## TASK REQUIREMENTS
- a) From the post on 4Kn drives under Windows XP x64, list every Windows edition that is named with a specific bitness or version number.
- b) Answer these from the post on 4Kn drives under Windows XP x64:
(i) Which partitioning scheme does the writer switch to?
(ii) Which program is shown displaying the 4Kn drive?
(iii) Which sector size does Windows XP always report?

## DOCUMENT SEGMENT
MBR initialization failed

MBR initialization failed (click to enlarge)

That gets me thinking. On XP x64, I can still just switch from MBR to the GPT partitioning scheme to be able to partition huge block devices. But what about Windows XP 32-bit? I don’t know how the USB drive manufacturers do it, so I can only presume they ship the drives pre-partitioned if its one of those that don’t come with a special mapping tool for XP. In my case, I just switch to GPT and carry on (click to enlarge):

Now I guess I am the first person in the world to be able to look at this, and potentially the last too:

fsutil.exe showing a 4Kn drive on XP x64

fsutil.exe showing a native SATA 4Kn drive on XP x64, encapsulated in SAS. Windows 7 would show the physical and logical sector size separately due to its official 512e support. Windows XP always reports the logical sector size (click to enlarge)

## DATA FOR ANALYSIS
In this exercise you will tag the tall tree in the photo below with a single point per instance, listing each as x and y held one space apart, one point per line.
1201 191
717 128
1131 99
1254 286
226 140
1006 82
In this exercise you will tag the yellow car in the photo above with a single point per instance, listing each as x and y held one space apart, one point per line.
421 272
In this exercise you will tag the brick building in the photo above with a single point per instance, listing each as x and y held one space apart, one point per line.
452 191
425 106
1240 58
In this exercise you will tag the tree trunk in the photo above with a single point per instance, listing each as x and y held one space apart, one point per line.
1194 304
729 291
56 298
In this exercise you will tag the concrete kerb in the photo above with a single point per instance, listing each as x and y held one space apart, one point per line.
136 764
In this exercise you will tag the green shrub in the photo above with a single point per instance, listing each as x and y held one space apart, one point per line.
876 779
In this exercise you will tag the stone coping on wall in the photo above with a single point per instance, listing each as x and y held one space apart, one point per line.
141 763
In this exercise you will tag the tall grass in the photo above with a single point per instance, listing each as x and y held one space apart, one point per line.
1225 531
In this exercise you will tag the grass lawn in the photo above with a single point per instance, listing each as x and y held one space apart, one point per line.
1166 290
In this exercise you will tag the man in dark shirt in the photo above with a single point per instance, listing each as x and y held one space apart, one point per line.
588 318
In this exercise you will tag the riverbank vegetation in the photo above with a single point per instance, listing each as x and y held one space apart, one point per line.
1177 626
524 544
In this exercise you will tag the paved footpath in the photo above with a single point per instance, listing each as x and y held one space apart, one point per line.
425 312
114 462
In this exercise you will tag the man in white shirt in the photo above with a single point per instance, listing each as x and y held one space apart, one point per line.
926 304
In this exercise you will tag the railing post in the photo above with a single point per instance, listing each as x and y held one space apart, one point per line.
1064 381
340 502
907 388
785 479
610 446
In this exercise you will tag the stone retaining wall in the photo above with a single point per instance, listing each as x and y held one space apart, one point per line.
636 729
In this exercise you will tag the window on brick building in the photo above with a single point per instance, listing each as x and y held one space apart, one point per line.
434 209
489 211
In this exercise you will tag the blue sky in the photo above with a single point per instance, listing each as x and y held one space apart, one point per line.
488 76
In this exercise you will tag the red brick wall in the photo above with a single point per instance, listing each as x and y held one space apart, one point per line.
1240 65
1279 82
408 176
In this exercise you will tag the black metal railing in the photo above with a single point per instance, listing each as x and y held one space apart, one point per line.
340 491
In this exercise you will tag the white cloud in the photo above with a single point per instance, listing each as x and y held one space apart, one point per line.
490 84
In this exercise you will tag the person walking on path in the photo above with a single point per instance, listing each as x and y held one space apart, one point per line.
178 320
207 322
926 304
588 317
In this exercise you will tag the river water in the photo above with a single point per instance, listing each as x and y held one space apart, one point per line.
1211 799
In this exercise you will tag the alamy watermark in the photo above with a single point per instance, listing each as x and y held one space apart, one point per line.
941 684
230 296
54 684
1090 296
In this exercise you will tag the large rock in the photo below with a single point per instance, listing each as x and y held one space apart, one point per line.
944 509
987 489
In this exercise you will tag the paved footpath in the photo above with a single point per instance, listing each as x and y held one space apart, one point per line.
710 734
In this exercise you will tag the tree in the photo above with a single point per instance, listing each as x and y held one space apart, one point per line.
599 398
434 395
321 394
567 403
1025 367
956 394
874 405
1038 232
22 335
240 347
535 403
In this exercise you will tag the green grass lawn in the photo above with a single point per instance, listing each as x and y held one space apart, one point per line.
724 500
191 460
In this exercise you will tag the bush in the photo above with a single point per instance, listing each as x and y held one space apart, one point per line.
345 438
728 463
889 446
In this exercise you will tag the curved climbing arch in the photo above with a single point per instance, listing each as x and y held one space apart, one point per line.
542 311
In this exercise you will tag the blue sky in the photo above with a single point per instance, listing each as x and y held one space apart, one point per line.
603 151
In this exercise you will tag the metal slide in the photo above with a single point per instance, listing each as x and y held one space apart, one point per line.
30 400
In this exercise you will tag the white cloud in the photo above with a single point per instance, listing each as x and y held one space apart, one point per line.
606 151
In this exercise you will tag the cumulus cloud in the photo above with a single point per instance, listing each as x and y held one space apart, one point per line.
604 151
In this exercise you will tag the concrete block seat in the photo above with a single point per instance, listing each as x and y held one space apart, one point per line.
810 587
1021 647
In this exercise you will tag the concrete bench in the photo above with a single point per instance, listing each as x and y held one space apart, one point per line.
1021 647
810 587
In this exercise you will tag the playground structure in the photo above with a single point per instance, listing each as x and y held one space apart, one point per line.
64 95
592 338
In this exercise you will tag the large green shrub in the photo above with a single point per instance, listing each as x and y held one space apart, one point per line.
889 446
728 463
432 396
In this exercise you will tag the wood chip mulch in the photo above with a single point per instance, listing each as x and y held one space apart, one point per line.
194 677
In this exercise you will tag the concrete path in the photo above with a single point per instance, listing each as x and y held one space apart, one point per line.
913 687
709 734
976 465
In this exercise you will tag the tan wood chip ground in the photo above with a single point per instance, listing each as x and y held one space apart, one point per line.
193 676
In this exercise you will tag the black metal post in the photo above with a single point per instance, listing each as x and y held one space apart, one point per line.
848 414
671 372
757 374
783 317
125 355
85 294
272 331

## RESPONSES BY ITEM NUMBER
- a)
XP x64
Windows XP 32-bit
Windows 7

- b)
(i) GPT
(ii) fsutil.exe
(iii) The logical sector size